Problem details:
Using the string "mermaid" as the key, pull each matching line out of the records below.

Referring expression pointing data:
[Start of Attachment]

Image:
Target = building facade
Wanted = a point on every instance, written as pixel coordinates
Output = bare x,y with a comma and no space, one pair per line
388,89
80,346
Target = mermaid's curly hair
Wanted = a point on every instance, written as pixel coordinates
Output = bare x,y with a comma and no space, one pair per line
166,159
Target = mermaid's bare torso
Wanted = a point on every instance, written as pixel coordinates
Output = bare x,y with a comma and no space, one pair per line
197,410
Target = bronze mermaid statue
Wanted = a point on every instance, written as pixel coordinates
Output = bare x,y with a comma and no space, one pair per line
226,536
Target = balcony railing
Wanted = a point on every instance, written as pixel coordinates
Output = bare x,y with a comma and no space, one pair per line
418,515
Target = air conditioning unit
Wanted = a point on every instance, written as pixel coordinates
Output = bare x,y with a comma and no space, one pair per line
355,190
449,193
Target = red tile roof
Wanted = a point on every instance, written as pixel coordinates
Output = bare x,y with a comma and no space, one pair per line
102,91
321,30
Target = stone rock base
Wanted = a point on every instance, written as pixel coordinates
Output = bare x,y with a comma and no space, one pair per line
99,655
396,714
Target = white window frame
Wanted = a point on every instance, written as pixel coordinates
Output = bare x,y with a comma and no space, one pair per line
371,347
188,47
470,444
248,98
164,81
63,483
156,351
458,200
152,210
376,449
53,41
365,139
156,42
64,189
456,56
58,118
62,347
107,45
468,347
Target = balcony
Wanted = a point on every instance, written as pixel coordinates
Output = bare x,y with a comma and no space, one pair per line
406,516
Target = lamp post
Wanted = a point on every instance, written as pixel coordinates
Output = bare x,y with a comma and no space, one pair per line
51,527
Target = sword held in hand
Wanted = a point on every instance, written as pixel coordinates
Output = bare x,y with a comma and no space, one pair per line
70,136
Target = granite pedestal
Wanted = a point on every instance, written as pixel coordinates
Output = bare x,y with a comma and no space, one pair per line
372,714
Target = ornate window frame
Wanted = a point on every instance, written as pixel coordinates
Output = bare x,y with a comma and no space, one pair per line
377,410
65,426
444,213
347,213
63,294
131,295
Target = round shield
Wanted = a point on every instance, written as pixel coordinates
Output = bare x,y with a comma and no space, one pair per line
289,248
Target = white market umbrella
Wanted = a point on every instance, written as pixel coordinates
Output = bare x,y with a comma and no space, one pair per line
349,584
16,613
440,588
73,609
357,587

[End of Attachment]

Solution to this task:
Target = mermaid's curly hair
Target = mermaid's bare torso
Target = bronze mermaid statue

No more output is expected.